WRITTEN TASK> Copy the listing below word for word, but leave out the pictures.

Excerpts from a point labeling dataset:
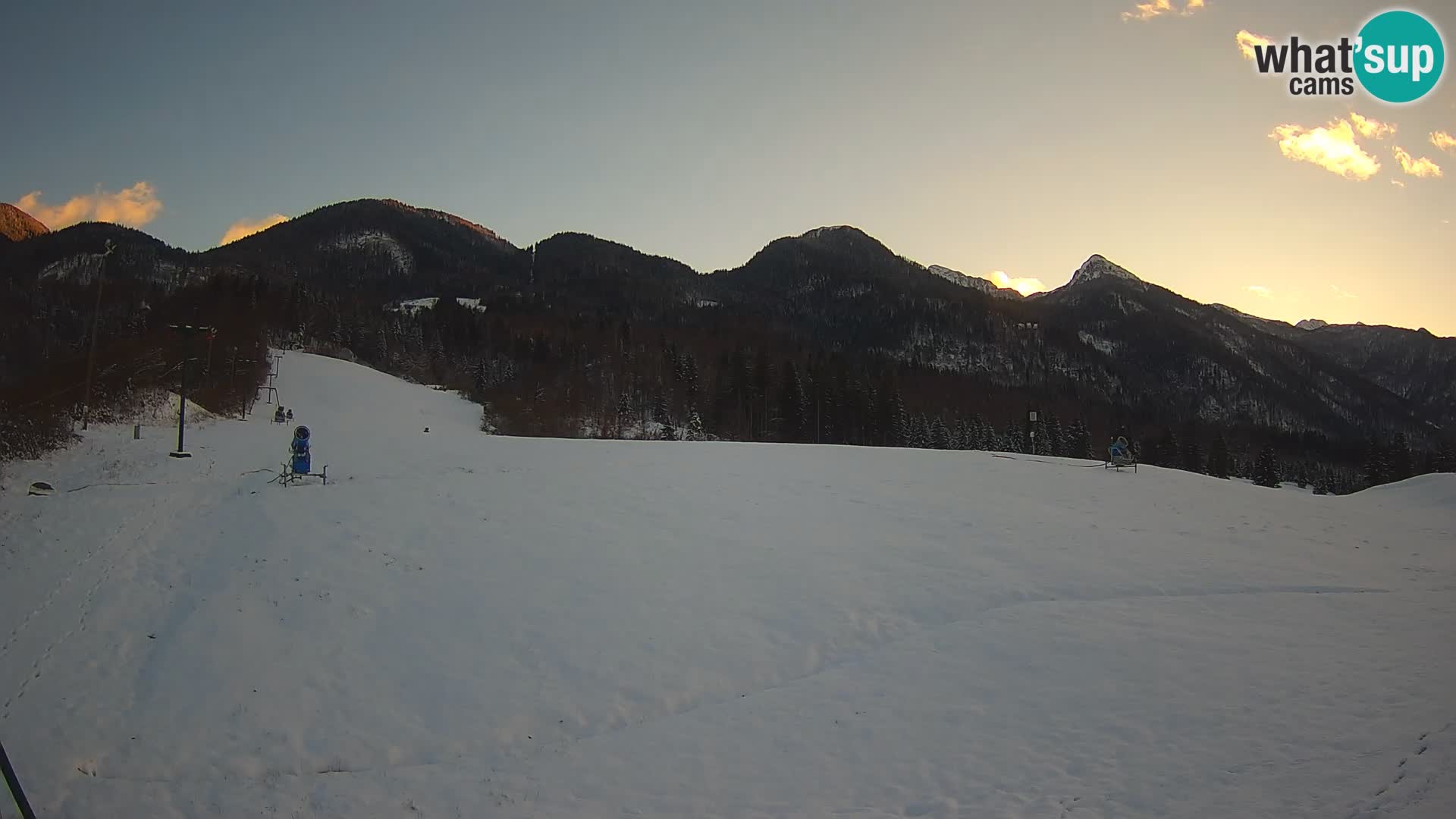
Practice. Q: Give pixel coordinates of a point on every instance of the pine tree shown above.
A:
(1079, 441)
(1445, 458)
(1375, 468)
(1015, 438)
(921, 431)
(1052, 430)
(941, 435)
(1266, 469)
(1193, 452)
(963, 435)
(1400, 458)
(1219, 465)
(1165, 452)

THE OUTPUT>
Practice. Q: Give pixel coordinates of a point on every instance of the pine tree shown above.
A:
(1079, 441)
(1445, 458)
(1375, 468)
(1015, 438)
(921, 431)
(1052, 430)
(941, 435)
(1266, 469)
(1193, 452)
(963, 435)
(1400, 458)
(1219, 465)
(1165, 452)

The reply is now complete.